PROBLEM DESCRIPTION: In the listing below, lines with the string "woman" are to be counted; the number is the entire reply.

---------- PROVIDED ENTRIES

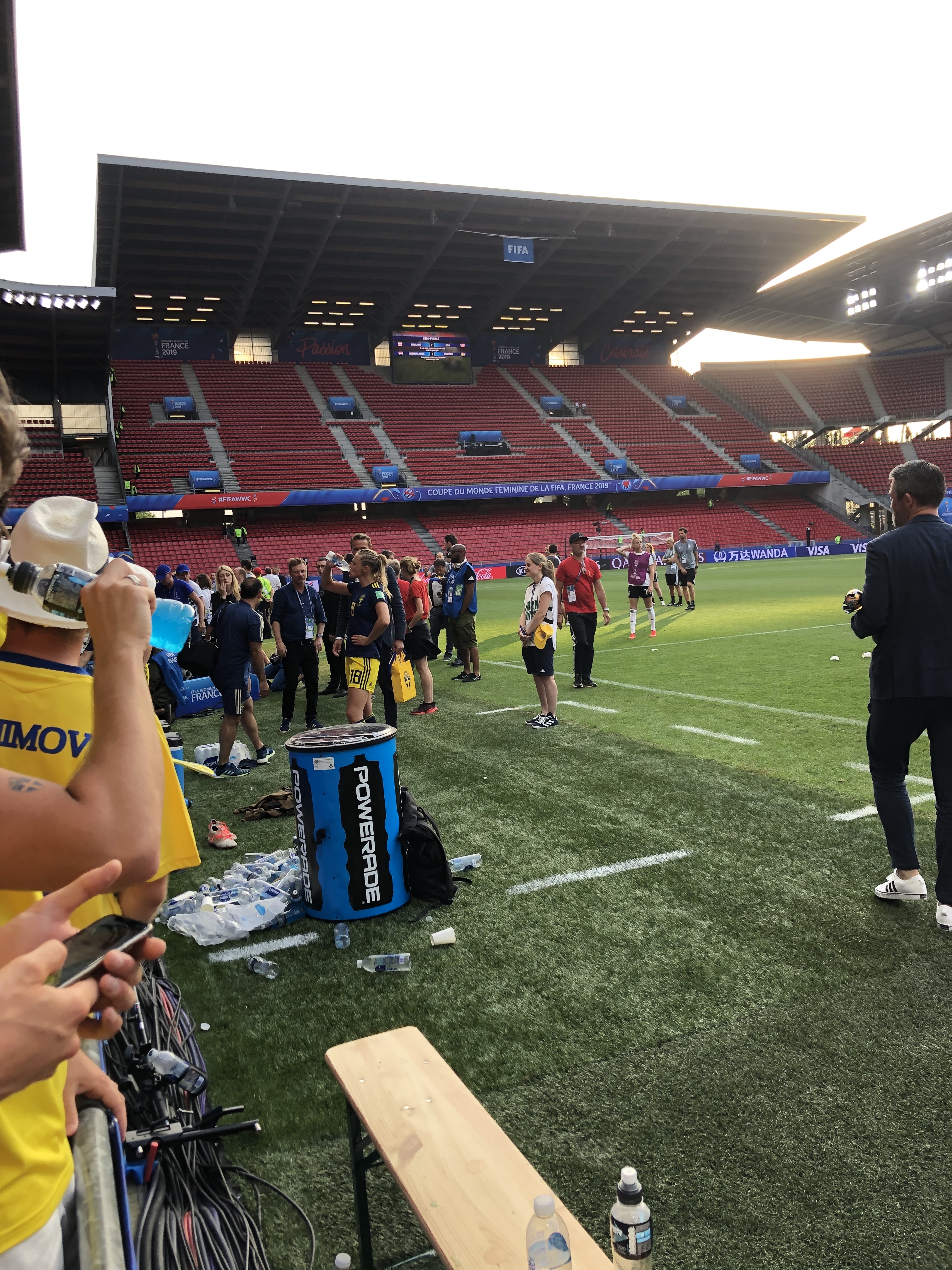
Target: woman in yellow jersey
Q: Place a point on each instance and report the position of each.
(370, 618)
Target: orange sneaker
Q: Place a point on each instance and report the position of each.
(220, 836)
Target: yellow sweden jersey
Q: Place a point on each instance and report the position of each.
(46, 732)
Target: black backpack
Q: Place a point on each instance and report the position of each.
(426, 868)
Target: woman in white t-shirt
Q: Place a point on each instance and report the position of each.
(537, 633)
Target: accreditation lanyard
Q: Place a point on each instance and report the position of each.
(309, 616)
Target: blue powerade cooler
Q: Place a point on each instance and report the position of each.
(347, 804)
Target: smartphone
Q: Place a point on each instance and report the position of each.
(87, 950)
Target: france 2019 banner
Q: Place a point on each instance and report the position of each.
(326, 346)
(509, 348)
(178, 343)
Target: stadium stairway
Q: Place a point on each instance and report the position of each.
(195, 388)
(678, 418)
(229, 481)
(314, 393)
(768, 523)
(567, 438)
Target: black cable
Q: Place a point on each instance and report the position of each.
(192, 1217)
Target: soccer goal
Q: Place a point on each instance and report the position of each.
(604, 546)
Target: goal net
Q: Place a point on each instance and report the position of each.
(606, 545)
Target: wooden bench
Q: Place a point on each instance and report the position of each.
(470, 1187)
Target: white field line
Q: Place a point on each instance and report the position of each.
(865, 768)
(871, 811)
(710, 639)
(718, 736)
(508, 709)
(525, 888)
(287, 941)
(697, 696)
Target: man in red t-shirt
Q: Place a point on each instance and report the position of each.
(579, 583)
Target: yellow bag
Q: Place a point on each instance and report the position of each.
(402, 675)
(542, 634)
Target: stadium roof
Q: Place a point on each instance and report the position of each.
(815, 304)
(12, 238)
(268, 247)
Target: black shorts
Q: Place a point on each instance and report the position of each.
(234, 698)
(539, 661)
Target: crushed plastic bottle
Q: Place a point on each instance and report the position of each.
(267, 970)
(546, 1238)
(462, 863)
(385, 963)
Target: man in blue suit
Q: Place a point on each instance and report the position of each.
(907, 608)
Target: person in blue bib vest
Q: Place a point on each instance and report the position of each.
(460, 610)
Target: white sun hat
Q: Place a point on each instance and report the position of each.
(54, 531)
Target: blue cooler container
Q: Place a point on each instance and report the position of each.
(177, 751)
(347, 803)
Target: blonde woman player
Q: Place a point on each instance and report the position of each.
(537, 633)
(642, 578)
(370, 616)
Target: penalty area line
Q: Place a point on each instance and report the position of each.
(526, 888)
(287, 941)
(697, 696)
(718, 736)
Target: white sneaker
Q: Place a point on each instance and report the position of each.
(895, 888)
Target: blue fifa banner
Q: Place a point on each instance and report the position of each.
(173, 343)
(480, 439)
(454, 493)
(509, 348)
(351, 348)
(629, 351)
(518, 252)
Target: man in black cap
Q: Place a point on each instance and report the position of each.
(579, 585)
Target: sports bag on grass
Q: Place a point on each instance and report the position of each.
(402, 675)
(426, 868)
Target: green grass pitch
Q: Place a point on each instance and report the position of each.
(748, 1027)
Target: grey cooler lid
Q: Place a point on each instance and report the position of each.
(343, 737)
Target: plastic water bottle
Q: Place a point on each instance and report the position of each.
(462, 863)
(267, 970)
(546, 1238)
(630, 1225)
(385, 963)
(59, 590)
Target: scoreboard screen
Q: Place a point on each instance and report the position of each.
(431, 358)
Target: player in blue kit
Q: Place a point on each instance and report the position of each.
(642, 578)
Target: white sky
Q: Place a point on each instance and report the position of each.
(815, 107)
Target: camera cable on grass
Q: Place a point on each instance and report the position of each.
(188, 1210)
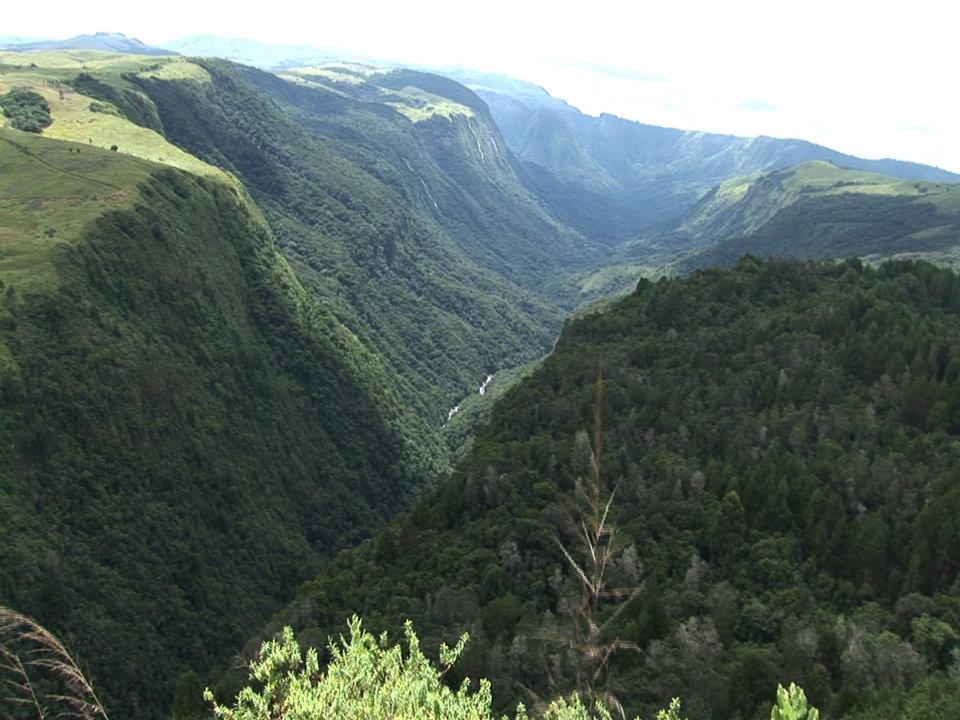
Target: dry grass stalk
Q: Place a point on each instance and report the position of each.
(29, 651)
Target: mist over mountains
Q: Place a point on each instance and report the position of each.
(286, 337)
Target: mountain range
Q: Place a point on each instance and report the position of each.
(237, 308)
(103, 41)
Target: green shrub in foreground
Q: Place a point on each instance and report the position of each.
(368, 679)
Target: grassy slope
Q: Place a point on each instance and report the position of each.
(784, 440)
(186, 432)
(817, 210)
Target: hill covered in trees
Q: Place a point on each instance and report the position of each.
(614, 179)
(170, 396)
(779, 442)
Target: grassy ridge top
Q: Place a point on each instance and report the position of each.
(49, 191)
(818, 210)
(92, 100)
(374, 85)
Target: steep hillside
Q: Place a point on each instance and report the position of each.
(186, 431)
(395, 198)
(817, 210)
(629, 176)
(782, 439)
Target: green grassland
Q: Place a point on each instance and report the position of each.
(782, 440)
(817, 210)
(187, 432)
(52, 74)
(49, 192)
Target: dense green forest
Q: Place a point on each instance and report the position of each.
(186, 432)
(782, 440)
(415, 232)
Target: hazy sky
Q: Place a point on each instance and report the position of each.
(874, 79)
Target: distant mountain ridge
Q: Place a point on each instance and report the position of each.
(104, 41)
(817, 210)
(629, 176)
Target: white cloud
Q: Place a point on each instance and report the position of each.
(858, 76)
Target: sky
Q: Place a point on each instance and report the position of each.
(874, 79)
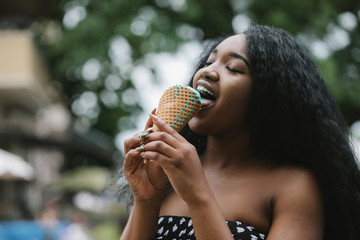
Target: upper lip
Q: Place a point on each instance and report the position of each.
(206, 85)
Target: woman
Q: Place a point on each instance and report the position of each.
(269, 157)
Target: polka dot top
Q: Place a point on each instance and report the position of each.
(180, 228)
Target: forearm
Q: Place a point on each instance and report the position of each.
(142, 221)
(208, 220)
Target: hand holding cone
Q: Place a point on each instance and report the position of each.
(177, 106)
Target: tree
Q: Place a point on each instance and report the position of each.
(92, 46)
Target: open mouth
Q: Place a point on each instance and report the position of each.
(207, 96)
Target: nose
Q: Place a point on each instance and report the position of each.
(209, 74)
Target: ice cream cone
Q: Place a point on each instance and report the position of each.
(177, 106)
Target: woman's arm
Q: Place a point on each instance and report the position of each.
(142, 221)
(181, 163)
(147, 182)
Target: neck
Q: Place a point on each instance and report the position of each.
(229, 150)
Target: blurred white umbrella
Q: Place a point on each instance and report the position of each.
(13, 167)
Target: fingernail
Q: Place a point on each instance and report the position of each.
(139, 149)
(155, 118)
(141, 135)
(149, 129)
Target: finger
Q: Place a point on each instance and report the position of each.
(132, 161)
(155, 156)
(149, 122)
(164, 137)
(158, 146)
(132, 142)
(165, 127)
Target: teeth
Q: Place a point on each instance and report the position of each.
(204, 90)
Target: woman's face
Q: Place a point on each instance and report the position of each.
(225, 84)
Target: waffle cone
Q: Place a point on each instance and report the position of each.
(178, 105)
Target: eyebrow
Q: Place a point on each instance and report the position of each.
(235, 55)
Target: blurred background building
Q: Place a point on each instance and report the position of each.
(78, 76)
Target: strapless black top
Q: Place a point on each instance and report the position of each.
(180, 228)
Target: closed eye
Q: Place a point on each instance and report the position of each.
(234, 70)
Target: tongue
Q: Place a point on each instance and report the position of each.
(206, 102)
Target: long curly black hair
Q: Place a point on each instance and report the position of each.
(293, 119)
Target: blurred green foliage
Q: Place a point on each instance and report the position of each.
(87, 38)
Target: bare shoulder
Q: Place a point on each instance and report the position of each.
(296, 180)
(297, 205)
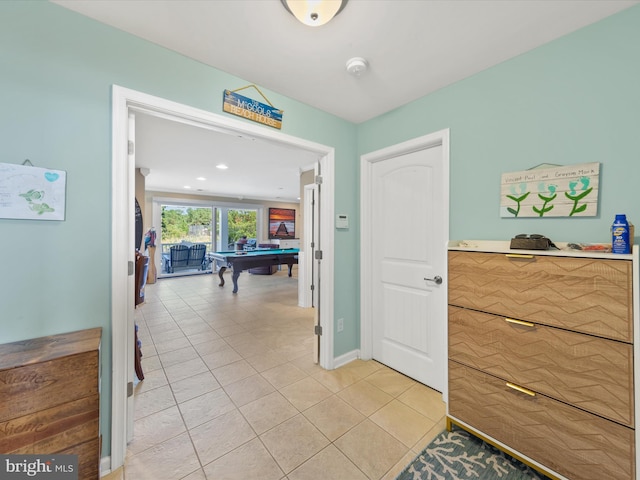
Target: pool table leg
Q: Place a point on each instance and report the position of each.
(234, 277)
(220, 273)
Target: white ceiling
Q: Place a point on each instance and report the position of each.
(414, 47)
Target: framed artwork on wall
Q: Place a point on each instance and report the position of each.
(282, 223)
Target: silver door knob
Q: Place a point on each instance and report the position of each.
(437, 279)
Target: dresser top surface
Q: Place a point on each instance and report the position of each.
(501, 246)
(43, 349)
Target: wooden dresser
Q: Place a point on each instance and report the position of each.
(541, 357)
(50, 398)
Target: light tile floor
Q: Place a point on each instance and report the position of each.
(231, 392)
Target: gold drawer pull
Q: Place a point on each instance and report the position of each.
(521, 389)
(519, 322)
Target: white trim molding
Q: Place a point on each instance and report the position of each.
(122, 227)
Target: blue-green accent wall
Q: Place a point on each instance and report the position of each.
(575, 100)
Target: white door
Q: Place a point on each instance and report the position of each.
(409, 232)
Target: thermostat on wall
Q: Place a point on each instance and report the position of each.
(342, 221)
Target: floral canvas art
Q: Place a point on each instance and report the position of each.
(569, 191)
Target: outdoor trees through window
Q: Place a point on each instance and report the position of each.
(241, 223)
(186, 224)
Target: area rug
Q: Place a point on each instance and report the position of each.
(458, 455)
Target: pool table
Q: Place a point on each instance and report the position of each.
(243, 260)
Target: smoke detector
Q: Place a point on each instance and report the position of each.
(357, 66)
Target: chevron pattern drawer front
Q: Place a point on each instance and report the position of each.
(583, 294)
(567, 440)
(50, 398)
(541, 358)
(591, 373)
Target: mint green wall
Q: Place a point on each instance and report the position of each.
(56, 73)
(575, 100)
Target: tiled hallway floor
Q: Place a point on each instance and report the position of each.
(231, 392)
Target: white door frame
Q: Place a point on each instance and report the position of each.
(366, 174)
(122, 233)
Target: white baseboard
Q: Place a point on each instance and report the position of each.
(342, 360)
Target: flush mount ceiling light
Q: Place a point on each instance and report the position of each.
(314, 12)
(357, 66)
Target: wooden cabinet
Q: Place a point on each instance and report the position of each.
(541, 358)
(50, 398)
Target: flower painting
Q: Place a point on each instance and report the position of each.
(569, 191)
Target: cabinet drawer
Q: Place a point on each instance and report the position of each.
(567, 440)
(52, 430)
(592, 373)
(583, 294)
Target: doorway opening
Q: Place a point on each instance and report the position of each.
(124, 102)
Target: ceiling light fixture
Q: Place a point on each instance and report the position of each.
(314, 12)
(357, 66)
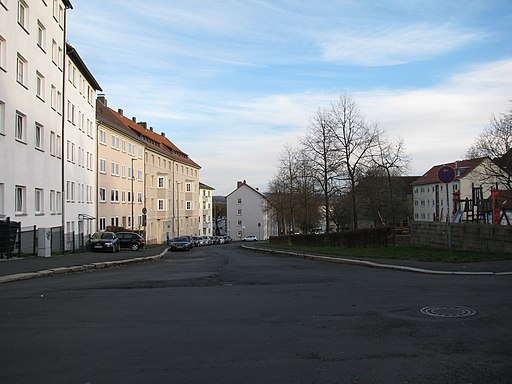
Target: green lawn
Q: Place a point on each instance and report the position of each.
(399, 252)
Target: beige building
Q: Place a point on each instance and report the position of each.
(206, 210)
(120, 171)
(472, 180)
(166, 183)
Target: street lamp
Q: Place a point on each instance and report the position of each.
(133, 197)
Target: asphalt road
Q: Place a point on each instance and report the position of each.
(221, 314)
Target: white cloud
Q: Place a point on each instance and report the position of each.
(391, 46)
(437, 124)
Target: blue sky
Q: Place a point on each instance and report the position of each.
(232, 82)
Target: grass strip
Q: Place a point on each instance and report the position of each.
(398, 252)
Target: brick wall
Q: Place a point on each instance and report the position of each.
(474, 237)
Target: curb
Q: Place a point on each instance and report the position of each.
(79, 268)
(371, 264)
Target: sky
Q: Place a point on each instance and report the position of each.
(233, 82)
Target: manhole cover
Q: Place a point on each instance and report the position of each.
(448, 311)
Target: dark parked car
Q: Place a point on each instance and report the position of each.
(105, 241)
(182, 243)
(131, 240)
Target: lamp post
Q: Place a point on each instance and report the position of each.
(133, 199)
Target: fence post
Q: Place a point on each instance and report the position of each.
(34, 241)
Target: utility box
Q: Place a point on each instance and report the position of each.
(44, 242)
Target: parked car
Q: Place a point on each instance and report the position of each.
(130, 240)
(181, 243)
(105, 241)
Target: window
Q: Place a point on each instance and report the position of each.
(39, 200)
(103, 166)
(52, 201)
(2, 199)
(114, 196)
(115, 142)
(39, 139)
(59, 102)
(102, 195)
(2, 53)
(23, 15)
(103, 137)
(41, 35)
(2, 118)
(55, 52)
(39, 85)
(19, 200)
(19, 129)
(21, 70)
(58, 202)
(58, 147)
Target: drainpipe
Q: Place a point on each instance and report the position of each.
(63, 123)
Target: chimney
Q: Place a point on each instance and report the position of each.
(102, 100)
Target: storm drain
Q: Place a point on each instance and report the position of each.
(452, 311)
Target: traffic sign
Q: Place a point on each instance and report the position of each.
(446, 174)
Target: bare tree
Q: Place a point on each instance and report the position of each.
(495, 142)
(354, 141)
(392, 159)
(319, 148)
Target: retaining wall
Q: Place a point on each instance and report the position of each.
(473, 237)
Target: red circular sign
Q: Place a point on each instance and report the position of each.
(446, 174)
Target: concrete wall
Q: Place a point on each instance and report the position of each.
(474, 237)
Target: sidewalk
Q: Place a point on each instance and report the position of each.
(500, 267)
(16, 269)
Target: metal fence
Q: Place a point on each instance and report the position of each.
(16, 241)
(9, 238)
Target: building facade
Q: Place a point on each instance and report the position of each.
(166, 183)
(248, 213)
(32, 67)
(120, 174)
(436, 201)
(79, 156)
(206, 227)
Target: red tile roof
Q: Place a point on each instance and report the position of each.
(463, 167)
(151, 139)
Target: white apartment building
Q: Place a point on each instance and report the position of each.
(32, 46)
(248, 213)
(79, 137)
(206, 210)
(430, 202)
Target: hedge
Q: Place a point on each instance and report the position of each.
(357, 238)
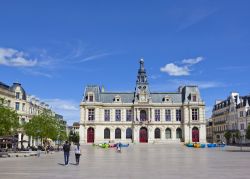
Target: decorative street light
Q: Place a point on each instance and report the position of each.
(246, 110)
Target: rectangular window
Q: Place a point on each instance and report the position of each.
(117, 115)
(17, 95)
(23, 107)
(241, 126)
(129, 115)
(91, 98)
(195, 113)
(178, 114)
(106, 115)
(91, 114)
(9, 102)
(241, 113)
(157, 115)
(168, 115)
(17, 106)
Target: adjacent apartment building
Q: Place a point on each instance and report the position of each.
(231, 114)
(26, 106)
(142, 116)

--------------------

RESPONSE TO THIS TASK: 6